▶ _Your task_
Please copy the following lines word for word, reproducing every one of them without any change.

▶ _Record excerpts_
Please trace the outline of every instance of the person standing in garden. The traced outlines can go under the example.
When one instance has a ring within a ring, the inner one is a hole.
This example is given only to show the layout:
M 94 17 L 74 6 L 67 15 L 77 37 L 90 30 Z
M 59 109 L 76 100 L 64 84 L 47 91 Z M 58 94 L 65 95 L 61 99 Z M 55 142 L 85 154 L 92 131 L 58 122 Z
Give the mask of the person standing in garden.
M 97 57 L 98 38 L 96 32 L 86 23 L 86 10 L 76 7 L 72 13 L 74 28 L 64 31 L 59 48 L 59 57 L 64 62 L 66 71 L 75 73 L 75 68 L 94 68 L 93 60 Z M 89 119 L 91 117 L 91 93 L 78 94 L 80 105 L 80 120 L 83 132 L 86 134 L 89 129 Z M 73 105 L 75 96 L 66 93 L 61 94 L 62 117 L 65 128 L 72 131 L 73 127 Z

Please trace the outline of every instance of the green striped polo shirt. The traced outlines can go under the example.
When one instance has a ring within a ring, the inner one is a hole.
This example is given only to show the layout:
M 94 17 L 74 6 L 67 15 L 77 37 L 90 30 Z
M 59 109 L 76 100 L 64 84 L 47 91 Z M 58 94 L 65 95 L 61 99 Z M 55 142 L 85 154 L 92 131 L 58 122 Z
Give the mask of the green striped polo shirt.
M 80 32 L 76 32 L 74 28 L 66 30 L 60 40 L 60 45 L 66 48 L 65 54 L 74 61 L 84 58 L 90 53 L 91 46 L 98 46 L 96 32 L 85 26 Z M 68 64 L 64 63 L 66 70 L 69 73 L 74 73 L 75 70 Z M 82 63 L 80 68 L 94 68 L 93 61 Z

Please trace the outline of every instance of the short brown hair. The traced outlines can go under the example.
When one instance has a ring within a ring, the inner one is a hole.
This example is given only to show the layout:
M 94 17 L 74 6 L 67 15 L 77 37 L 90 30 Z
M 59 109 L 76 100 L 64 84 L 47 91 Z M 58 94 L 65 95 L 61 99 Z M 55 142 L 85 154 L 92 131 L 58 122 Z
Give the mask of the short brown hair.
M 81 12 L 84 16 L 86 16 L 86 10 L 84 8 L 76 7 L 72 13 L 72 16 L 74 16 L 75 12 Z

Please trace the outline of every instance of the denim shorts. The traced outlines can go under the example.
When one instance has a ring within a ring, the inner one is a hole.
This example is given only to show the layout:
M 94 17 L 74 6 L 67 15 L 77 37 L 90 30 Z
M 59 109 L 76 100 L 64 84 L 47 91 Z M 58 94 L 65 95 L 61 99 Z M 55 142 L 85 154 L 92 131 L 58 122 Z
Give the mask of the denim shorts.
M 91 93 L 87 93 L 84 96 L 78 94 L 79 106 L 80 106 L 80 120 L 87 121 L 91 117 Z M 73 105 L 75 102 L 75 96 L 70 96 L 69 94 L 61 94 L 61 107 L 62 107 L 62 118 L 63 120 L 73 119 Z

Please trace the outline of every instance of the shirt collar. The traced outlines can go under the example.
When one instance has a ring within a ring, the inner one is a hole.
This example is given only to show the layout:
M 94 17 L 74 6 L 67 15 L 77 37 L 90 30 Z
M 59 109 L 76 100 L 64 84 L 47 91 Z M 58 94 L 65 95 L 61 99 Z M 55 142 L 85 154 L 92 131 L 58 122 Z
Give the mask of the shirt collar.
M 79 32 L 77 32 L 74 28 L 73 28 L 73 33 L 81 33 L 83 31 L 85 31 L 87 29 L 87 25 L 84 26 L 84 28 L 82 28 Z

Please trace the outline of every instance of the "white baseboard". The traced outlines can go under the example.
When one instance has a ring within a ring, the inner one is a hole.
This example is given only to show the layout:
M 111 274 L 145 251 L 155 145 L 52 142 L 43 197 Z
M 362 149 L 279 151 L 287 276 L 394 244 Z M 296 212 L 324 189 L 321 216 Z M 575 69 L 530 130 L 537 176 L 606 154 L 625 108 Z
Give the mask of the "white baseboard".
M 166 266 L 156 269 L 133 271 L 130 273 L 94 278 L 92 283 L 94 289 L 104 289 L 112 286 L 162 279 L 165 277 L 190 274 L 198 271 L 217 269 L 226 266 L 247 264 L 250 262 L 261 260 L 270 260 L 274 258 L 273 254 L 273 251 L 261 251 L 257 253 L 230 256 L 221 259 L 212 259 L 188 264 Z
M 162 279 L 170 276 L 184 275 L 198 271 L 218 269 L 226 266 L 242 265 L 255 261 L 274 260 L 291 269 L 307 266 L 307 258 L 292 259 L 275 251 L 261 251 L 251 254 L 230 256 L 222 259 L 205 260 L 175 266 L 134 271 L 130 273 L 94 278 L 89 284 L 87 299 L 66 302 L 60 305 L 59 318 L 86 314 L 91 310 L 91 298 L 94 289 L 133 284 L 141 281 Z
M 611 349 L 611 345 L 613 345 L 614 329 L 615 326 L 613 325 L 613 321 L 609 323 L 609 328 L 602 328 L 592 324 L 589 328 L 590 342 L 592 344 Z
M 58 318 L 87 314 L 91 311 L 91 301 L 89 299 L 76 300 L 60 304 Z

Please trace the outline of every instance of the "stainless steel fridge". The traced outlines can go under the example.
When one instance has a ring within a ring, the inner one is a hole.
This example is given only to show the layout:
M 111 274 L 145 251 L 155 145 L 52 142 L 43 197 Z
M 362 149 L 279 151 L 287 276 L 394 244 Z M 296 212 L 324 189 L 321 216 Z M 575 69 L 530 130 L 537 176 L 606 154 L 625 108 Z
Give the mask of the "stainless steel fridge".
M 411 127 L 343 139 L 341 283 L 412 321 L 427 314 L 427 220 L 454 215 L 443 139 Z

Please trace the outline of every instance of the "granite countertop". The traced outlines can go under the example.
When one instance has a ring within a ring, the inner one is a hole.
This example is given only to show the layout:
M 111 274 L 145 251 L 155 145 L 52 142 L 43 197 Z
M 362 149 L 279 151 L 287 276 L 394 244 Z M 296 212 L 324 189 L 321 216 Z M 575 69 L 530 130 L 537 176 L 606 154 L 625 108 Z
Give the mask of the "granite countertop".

▶ _Expected answer_
Please trace the outline of every instance of the person standing in garden. The traced outlines can go under the example.
When one instance has a ring within a ring, the inner one is a hole.
This example is given only to show the layout:
M 94 17 L 74 6 L 67 15 L 77 37 L 90 30 Z
M 59 109 L 76 100 L 64 84 L 47 91 Z M 58 94 L 65 95 L 61 99 Z M 55 142 L 85 154 L 92 131 L 58 122 Z
Give the mask of the person standing in garden.
M 97 57 L 98 38 L 96 32 L 86 23 L 86 10 L 76 7 L 72 13 L 74 28 L 64 31 L 59 48 L 59 57 L 64 62 L 66 71 L 75 73 L 75 68 L 94 68 L 93 60 Z M 89 119 L 91 117 L 91 93 L 78 94 L 80 105 L 80 120 L 83 132 L 86 134 L 89 129 Z M 73 105 L 75 96 L 66 93 L 61 94 L 62 117 L 65 128 L 72 131 L 73 127 Z

Please trace the outline of every instance of the green striped polo shirt. The traced outlines can go under the example.
When one instance has a ring within a ring, the inner one is a hole.
This example is given only to show the layout:
M 94 17 L 74 6 L 67 15 L 77 37 L 90 30 Z
M 59 109 L 76 100 L 64 84 L 47 91 Z M 58 94 L 65 95 L 61 99 Z M 55 142 L 85 154 L 92 131 L 58 122 Z
Give the mask of the green striped polo shirt.
M 80 32 L 76 32 L 74 28 L 66 30 L 60 40 L 60 45 L 66 48 L 65 54 L 74 61 L 84 58 L 90 53 L 91 46 L 98 46 L 96 32 L 85 26 Z M 68 64 L 64 63 L 66 70 L 69 73 L 74 73 L 75 70 Z M 82 63 L 80 68 L 94 68 L 93 61 Z

Please trace the outline of every instance of the short brown hair. The traced outlines can go under the example.
When one instance has a ring within a ring, the inner one is a hole.
This example is given only to show the layout:
M 94 17 L 74 6 L 67 15 L 77 37 L 90 30 Z
M 59 109 L 76 100 L 64 84 L 47 91 Z M 58 94 L 65 95 L 61 99 Z M 55 142 L 85 154 L 92 131 L 58 122 Z
Give the mask of the short brown hair.
M 81 12 L 84 16 L 86 16 L 86 10 L 84 8 L 76 7 L 72 13 L 72 16 L 74 16 L 75 12 Z

Please trace the outline of every instance of the denim shorts. The traced outlines can go under the example.
When one instance has a ring within a ring, the inner one is a hole.
This example is given only to show the layout:
M 94 17 L 74 6 L 67 15 L 77 37 L 90 30 Z
M 59 109 L 76 100 L 64 84 L 47 91 Z M 58 94 L 65 95 L 61 99 Z M 55 142 L 85 154 L 92 131 L 58 122 Z
Give the mask of the denim shorts.
M 91 93 L 87 93 L 84 96 L 78 94 L 79 106 L 80 106 L 80 120 L 87 121 L 91 117 Z M 73 105 L 75 102 L 75 96 L 70 96 L 69 94 L 61 94 L 61 107 L 62 107 L 62 118 L 63 120 L 73 119 Z

Please trace the outline of every instance of the shirt collar. The traced outlines can go under the example.
When one instance has a ring within a ring, the inner one is a hole.
This example is given only to show the layout:
M 94 17 L 74 6 L 67 15 L 77 37 L 90 30 Z
M 59 109 L 76 100 L 64 84 L 47 91 Z M 58 94 L 65 95 L 61 99 Z M 55 142 L 85 154 L 92 131 L 58 122 Z
Give the mask of the shirt collar.
M 79 32 L 77 32 L 74 28 L 73 28 L 73 33 L 81 33 L 83 31 L 85 31 L 87 29 L 87 25 L 84 26 L 84 28 L 82 28 Z

Please trace the outline of every instance of the "white baseboard". The traced outlines can go under the example.
When one instance has a ring within a ring, the inner one is a hole.
This example is given only to show the layout:
M 111 274 L 145 251 L 155 145 L 52 142 L 43 197 Z
M 362 149 L 279 151 L 287 276 L 394 244 Z M 296 212 L 324 189 L 321 216 Z M 575 69 L 530 130 L 537 176 L 606 154 L 625 108 Z
Give the mask of the "white baseboard".
M 166 266 L 156 269 L 133 271 L 130 273 L 94 278 L 92 283 L 94 289 L 104 289 L 112 286 L 162 279 L 165 277 L 190 274 L 198 271 L 217 269 L 226 266 L 247 264 L 250 262 L 261 260 L 270 260 L 274 258 L 273 254 L 273 251 L 261 251 L 257 253 L 230 256 L 221 259 L 212 259 L 188 264 Z
M 162 279 L 170 276 L 184 275 L 198 271 L 218 269 L 226 266 L 242 265 L 255 261 L 274 260 L 291 269 L 307 266 L 307 258 L 292 259 L 275 251 L 261 251 L 251 254 L 230 256 L 222 259 L 205 260 L 175 266 L 134 271 L 130 273 L 94 278 L 89 284 L 87 299 L 66 302 L 60 305 L 59 318 L 86 314 L 91 310 L 91 298 L 94 289 L 133 284 L 141 281 Z
M 611 349 L 611 345 L 613 345 L 614 329 L 615 326 L 613 325 L 613 321 L 609 323 L 609 328 L 602 328 L 592 324 L 589 328 L 590 342 L 592 344 Z
M 58 318 L 87 314 L 91 311 L 91 301 L 89 299 L 76 300 L 60 304 Z

Please trace the outline of every instance of the "stainless steel fridge". The traced outlines can go under the example.
When one instance has a ring within a ring, the inner one is a hole.
This example is given only to show the layout:
M 111 274 L 145 251 L 155 145 L 52 142 L 43 197 Z
M 362 149 L 279 151 L 287 276 L 394 244 Z M 296 212 L 324 189 L 321 216 Z M 575 69 L 530 130 L 537 176 L 606 154 L 625 108 Z
Give the mask of the "stainless steel fridge".
M 411 127 L 343 139 L 341 283 L 412 321 L 427 314 L 427 220 L 454 215 L 443 139 Z

Please trace the outline of every instance of the "granite countertop". The traced outlines can go under the example.
When one instance has a ring within a ring, the inner one is a hole.
This example is given only to show the layout:
M 111 274 L 145 251 L 155 145 L 52 142 L 43 197 Z
M 362 149 L 279 151 L 287 276 L 394 244 Z M 296 212 L 324 189 L 321 216 Z M 575 69 L 530 130 L 537 176 L 606 154 L 625 108 Z
Give the mask of the "granite countertop".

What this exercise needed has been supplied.